(Saved entries)
'''

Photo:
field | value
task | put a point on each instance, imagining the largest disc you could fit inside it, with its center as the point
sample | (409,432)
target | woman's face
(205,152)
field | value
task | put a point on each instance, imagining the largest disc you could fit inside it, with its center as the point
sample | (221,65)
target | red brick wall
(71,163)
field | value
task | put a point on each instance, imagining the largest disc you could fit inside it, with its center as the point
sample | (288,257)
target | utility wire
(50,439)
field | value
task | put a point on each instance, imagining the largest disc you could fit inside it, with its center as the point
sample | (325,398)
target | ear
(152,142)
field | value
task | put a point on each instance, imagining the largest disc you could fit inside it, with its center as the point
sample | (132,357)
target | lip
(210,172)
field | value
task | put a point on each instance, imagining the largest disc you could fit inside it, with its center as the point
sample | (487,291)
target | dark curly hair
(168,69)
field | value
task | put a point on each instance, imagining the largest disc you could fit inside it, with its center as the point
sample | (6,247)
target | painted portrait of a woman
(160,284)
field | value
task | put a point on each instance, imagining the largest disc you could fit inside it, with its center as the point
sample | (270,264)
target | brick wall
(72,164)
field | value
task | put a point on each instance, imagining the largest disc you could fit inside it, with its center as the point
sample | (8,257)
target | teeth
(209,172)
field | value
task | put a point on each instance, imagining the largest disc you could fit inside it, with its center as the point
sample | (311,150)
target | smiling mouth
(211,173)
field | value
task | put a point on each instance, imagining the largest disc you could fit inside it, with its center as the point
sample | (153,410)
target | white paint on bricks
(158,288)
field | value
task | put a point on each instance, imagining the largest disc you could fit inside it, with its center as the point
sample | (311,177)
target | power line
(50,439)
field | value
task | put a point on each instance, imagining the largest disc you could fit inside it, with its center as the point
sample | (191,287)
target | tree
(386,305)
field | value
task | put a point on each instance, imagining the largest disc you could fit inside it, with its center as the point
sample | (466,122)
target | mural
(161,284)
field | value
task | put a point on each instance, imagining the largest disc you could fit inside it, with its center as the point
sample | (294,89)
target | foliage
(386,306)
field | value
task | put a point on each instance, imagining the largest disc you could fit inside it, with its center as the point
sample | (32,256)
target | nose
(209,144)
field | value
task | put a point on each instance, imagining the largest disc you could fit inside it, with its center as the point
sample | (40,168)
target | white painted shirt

'''

▸ **TASK STATEMENT**
Reproduce the entries above in full and exactly.

▸ **RESPONSE TO THE EXERCISE**
Photo:
field | value
task | put a point on each instance, imagining the largest disc you could fit inside it, with its center as the point
sample | (409,432)
target | woman's face
(205,152)
field | value
task | put a point on each instance, imagining the largest disc you could fit inside it, with its center as the point
sample | (221,65)
target | red brick wall
(71,163)
field | value
task | put a point on each instance, imagining the largest disc you could fit inside it, with its center as the point
sample | (288,257)
target | utility wire
(50,439)
field | value
task | put a point on each instance, imagining the largest disc you could fit inside it, with its center as the point
sample | (325,398)
target | ear
(152,142)
field | value
task | put a point on each instance, imagining the largest disc you could fit inside it, with its center as the point
sample | (132,357)
target | lip
(210,172)
field | value
task | put a point on each instance, imagining the largest disc you could fit inside it, with its center as the point
sample | (487,291)
target | dark curly hair
(168,69)
field | value
task | put a point on each instance, imagining the largest disc you could fit inside it, with its center as the point
sample | (6,247)
target | painted portrait of a woman
(160,284)
field | value
task | put a point on each instance, imagining the largest disc you could fit inside it, with its center as the point
sample | (270,264)
target | brick wall
(72,164)
field | value
task | put a point on each instance, imagining the largest disc you could fit inside it, with its center as the point
sample | (8,257)
target | teeth
(209,172)
field | value
task | put a point on each instance, imagining the largest disc you could fit inside it, with its center as the point
sample | (311,150)
target | smiling mouth
(211,173)
field | value
task | put a point on each instance, imagining the largest disc you could fit inside it, with its center as the point
sample | (153,410)
target | white paint on bricks
(158,288)
field | value
task | put a point on each instance, imagining the largest disc you could fit inside it, with its center as the point
sample | (311,177)
target | power line
(50,439)
field | value
task | put a point on each instance, imagining the largest disc you could fit inside it, with its center as the point
sample | (191,287)
target | tree
(386,305)
field | value
task | put a point on each instance, imagining the largest disc you could fit inside it, with its center as the point
sample | (466,122)
target | mural
(161,284)
field | value
task | put a point on each instance, imagining the largest disc you could fit inside it, with its center as the point
sample | (294,89)
target | foliage
(386,306)
field | value
task | put a point on each instance, imagining the largest disc you could fit inside it, with its center as the point
sample | (32,256)
target | nose
(209,144)
field | value
task | put a point on each instance, imagining the largest disc you could fit inside it, with its center as the point
sample | (40,168)
target | white painted shirt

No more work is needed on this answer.